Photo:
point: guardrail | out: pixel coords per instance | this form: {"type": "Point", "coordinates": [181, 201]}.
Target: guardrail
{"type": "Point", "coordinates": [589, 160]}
____________
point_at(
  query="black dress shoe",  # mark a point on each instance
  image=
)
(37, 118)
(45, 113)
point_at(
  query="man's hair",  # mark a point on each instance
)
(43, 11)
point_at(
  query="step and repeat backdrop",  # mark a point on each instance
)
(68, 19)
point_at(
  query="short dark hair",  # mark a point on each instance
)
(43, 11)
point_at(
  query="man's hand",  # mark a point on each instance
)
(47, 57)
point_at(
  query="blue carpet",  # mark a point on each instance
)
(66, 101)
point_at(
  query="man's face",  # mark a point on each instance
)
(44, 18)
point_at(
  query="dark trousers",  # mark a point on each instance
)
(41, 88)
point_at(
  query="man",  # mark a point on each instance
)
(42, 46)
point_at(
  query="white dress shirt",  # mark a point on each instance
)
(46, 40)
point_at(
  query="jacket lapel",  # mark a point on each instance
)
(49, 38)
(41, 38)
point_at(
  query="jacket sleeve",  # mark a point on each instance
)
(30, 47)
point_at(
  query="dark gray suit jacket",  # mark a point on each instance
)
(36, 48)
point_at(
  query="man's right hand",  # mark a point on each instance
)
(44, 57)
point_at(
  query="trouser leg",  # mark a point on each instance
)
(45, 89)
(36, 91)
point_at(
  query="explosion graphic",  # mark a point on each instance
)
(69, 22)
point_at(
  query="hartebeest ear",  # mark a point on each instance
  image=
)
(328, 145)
____________
* WORK ORDER
The answer must consist of every line from the data that holds the string "dress".

* WORKED SOLUTION
  query="black dress shoe",  # mark a point on each instance
  query="white dress shirt",  # mark a point on each instance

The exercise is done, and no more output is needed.